Given exercise:
From the line with "Target: branch bark" through the final line, please write out the listing exactly, including both of those lines.

BEGIN Stored rows

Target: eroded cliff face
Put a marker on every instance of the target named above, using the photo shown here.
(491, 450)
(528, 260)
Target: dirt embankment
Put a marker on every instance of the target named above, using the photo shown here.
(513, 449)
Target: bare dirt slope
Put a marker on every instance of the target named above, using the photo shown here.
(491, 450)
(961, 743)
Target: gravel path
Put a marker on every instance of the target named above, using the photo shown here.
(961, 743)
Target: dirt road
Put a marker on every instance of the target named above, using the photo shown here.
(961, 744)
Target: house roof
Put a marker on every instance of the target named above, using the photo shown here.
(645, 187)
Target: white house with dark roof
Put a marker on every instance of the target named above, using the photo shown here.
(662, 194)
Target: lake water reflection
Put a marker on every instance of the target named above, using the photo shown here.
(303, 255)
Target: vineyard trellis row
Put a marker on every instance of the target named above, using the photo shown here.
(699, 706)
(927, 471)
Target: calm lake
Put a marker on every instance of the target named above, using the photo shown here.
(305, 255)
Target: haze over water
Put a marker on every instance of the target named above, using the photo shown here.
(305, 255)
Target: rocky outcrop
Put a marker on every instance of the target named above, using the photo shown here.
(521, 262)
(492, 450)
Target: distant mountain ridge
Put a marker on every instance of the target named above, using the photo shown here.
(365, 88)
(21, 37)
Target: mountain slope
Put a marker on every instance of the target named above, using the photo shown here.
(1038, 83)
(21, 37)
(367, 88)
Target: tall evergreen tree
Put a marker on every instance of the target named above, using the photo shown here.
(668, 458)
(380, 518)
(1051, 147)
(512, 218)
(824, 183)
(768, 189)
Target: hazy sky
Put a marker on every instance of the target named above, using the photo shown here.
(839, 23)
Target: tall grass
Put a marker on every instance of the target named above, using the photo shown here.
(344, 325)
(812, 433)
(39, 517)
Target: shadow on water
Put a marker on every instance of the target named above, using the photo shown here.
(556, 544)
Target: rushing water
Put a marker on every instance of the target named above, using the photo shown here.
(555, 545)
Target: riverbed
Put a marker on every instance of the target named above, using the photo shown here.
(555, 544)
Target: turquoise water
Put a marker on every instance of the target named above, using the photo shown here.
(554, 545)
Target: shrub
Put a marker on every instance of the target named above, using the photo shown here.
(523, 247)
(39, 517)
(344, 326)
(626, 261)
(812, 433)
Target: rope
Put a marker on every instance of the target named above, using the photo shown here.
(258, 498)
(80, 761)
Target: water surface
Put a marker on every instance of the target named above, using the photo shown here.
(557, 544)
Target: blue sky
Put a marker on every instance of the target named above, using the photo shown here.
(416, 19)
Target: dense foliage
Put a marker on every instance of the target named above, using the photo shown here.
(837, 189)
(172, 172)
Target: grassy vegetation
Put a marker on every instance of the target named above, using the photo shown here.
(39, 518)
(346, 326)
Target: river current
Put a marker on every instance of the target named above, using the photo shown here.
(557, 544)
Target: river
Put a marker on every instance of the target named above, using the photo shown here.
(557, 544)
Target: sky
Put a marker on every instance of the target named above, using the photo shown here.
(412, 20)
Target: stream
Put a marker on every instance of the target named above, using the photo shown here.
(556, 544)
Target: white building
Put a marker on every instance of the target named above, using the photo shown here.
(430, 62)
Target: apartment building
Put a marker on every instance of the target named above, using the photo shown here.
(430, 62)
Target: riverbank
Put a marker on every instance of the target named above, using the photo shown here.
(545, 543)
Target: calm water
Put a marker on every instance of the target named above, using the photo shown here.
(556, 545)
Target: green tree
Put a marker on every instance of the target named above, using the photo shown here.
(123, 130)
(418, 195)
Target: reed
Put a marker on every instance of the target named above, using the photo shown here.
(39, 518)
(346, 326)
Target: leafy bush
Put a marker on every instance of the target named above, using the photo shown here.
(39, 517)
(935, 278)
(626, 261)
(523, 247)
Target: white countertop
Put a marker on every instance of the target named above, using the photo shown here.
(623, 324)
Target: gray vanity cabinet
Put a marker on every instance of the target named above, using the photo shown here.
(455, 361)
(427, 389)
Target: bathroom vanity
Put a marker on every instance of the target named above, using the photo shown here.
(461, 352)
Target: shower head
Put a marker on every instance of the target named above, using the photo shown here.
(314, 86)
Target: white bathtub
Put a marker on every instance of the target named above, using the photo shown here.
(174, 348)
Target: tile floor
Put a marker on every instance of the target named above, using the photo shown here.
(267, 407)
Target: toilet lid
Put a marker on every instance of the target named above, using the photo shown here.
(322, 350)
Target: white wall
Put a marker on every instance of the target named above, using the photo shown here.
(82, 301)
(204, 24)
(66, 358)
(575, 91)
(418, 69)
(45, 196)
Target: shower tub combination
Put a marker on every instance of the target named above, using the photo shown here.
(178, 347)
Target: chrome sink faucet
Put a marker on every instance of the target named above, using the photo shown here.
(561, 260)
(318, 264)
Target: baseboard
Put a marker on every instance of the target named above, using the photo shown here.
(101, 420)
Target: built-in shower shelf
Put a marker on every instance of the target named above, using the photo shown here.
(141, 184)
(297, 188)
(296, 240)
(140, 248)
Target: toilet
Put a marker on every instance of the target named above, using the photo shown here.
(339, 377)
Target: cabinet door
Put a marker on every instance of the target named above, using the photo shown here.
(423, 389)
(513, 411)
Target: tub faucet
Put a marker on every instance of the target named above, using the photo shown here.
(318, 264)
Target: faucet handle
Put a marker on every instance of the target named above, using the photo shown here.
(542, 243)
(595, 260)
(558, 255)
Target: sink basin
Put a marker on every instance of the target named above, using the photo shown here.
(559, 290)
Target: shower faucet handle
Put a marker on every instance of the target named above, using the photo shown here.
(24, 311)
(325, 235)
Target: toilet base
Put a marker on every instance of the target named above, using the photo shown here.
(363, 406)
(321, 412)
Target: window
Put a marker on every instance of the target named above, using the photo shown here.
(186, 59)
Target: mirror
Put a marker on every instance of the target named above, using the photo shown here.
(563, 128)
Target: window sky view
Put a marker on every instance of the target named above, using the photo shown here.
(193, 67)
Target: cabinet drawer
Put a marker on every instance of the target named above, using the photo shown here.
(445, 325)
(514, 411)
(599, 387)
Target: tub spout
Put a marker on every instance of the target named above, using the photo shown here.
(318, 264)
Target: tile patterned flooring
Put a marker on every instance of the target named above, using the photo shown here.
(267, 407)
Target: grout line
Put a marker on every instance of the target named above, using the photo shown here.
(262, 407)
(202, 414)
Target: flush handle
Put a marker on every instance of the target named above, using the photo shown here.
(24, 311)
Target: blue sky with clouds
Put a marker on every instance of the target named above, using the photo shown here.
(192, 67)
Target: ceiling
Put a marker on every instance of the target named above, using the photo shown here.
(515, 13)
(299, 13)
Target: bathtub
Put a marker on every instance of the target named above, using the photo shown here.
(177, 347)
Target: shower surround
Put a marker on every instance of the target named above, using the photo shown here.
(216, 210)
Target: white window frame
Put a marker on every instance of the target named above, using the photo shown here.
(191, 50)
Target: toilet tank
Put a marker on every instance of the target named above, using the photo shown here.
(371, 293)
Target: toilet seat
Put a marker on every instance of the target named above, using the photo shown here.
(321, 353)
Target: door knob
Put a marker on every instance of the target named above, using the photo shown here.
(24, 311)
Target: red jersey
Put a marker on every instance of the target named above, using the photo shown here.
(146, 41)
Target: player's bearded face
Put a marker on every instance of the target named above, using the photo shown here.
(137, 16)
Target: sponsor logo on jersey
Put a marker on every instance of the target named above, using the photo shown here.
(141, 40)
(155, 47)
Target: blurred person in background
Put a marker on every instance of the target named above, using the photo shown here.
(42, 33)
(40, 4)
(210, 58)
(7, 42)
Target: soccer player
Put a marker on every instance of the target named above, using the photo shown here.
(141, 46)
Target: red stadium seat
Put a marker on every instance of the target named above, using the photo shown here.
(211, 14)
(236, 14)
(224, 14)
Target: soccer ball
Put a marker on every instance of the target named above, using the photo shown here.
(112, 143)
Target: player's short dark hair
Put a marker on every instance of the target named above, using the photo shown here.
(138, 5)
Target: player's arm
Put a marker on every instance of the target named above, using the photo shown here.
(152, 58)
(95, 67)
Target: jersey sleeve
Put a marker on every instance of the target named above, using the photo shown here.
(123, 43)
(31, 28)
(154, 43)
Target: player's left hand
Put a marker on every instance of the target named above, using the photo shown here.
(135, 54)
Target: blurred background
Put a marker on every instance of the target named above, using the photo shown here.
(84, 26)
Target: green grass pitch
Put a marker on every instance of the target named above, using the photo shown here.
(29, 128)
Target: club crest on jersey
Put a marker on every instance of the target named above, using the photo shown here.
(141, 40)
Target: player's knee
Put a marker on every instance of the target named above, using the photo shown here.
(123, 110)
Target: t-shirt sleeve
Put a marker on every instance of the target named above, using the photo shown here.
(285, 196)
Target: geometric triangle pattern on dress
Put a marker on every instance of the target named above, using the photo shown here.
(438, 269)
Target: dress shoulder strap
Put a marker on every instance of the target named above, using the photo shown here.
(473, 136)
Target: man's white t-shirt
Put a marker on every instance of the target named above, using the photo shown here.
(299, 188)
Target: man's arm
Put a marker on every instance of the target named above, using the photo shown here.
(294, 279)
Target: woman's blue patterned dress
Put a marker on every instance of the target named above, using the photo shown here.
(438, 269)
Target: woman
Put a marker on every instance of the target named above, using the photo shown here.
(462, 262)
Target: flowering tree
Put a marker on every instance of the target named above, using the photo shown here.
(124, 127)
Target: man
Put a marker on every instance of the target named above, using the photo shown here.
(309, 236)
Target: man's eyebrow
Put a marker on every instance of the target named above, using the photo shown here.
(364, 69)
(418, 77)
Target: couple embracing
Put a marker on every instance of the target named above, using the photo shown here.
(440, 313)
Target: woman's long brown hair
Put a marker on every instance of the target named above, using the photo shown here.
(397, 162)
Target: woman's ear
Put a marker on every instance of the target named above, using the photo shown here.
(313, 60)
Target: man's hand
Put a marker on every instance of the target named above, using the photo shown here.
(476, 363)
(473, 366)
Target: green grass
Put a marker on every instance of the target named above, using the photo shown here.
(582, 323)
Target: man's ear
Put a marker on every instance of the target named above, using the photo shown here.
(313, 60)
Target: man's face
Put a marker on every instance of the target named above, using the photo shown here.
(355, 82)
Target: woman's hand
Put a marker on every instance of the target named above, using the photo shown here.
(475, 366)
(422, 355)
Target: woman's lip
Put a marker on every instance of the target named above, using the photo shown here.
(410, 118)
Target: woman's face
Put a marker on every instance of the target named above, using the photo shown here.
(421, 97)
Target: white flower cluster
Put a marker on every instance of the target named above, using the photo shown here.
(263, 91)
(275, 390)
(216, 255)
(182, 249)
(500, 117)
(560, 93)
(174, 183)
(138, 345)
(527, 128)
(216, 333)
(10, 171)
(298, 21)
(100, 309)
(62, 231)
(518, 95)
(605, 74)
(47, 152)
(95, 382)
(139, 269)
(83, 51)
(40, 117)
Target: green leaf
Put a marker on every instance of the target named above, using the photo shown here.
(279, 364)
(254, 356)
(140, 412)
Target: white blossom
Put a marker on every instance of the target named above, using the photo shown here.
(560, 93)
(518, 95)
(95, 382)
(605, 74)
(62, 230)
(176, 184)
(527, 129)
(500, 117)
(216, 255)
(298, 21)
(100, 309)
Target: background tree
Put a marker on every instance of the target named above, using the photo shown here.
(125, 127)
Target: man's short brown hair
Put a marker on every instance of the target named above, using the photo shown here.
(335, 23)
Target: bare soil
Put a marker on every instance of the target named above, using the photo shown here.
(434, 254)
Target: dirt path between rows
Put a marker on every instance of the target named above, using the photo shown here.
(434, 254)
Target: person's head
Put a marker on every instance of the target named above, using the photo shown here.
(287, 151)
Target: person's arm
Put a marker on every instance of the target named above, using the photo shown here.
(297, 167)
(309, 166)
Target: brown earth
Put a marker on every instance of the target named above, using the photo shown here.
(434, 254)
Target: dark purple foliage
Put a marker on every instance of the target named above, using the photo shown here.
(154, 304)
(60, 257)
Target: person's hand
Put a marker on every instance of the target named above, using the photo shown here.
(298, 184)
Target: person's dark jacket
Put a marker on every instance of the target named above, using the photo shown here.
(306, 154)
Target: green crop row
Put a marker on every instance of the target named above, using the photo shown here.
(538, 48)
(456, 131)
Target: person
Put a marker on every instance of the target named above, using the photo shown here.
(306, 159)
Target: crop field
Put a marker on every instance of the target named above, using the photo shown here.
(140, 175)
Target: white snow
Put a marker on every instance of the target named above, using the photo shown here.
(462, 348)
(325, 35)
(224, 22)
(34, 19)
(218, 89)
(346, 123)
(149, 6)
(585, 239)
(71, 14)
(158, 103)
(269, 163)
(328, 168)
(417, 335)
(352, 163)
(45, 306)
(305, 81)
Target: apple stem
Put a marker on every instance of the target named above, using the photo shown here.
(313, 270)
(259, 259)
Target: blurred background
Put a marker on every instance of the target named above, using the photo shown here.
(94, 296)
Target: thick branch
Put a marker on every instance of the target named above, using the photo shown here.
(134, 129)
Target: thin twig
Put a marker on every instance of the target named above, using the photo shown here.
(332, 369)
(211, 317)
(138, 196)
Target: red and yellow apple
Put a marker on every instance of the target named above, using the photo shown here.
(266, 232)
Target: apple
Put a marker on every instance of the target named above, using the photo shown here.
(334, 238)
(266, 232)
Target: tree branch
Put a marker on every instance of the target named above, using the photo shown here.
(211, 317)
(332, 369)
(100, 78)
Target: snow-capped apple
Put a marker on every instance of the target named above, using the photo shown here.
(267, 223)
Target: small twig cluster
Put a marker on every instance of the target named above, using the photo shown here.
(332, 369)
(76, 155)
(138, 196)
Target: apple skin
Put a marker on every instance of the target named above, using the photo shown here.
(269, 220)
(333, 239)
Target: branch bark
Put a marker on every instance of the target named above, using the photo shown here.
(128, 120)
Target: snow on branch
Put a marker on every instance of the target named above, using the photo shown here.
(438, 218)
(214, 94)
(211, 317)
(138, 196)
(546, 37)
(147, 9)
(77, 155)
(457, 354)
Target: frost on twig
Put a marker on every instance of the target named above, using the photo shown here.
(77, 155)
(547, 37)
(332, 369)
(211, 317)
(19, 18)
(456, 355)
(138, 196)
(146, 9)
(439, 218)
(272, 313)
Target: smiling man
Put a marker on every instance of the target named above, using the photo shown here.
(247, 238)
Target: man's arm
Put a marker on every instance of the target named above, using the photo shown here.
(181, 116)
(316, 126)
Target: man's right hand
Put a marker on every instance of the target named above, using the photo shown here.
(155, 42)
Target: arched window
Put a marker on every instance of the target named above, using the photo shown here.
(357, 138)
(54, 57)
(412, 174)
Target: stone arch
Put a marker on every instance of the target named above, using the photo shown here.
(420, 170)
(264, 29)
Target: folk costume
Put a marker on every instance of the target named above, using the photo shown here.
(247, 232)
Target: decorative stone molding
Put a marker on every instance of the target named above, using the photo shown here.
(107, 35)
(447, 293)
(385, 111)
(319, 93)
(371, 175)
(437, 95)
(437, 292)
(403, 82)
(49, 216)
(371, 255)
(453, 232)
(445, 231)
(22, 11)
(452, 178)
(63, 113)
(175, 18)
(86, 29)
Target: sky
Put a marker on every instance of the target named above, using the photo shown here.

END Stored rows

Right answer:
Target: branch bark
Put a marker on every instance of the target named above, using the photo shown here.
(128, 120)
Target: snow on branch
Put a marker on every instance of the target named above, using the photo shown here.
(438, 218)
(214, 94)
(211, 317)
(138, 196)
(546, 37)
(147, 9)
(77, 155)
(457, 354)
Target: frost on twig
Put a marker on every instance of the target named above, using the photo shown here.
(77, 155)
(547, 37)
(332, 369)
(211, 317)
(19, 18)
(456, 355)
(138, 196)
(146, 9)
(439, 218)
(272, 313)
Target: smiling man
Put a marker on every instance of the target named above, using the photo shown here.
(247, 238)
Target: man's arm
Put a marker on every instance of the target named above, using the photo shown here.
(181, 116)
(316, 126)
Target: man's right hand
Put a marker on every instance of the target named above, using the photo shown here.
(155, 42)
Target: arched window
Put a marker on every instance of the target named above, using the photo shown here.
(357, 138)
(54, 57)
(412, 174)
Target: stone arch
Put a marker on every instance of the target named above, using the photo shown here.
(420, 170)
(264, 29)
Target: folk costume
Put a marker on every instance of the target named above, using the photo shown here.
(247, 232)
Target: decorative stone molding
Put a marker on every instance of the target named above, using the photo shown here.
(107, 35)
(447, 293)
(385, 111)
(319, 93)
(371, 175)
(437, 95)
(437, 292)
(403, 82)
(49, 216)
(371, 255)
(453, 232)
(445, 231)
(22, 11)
(452, 178)
(63, 113)
(175, 18)
(86, 29)
Target: sky
Put a marker on every instance of the target named above, using the photo shown here.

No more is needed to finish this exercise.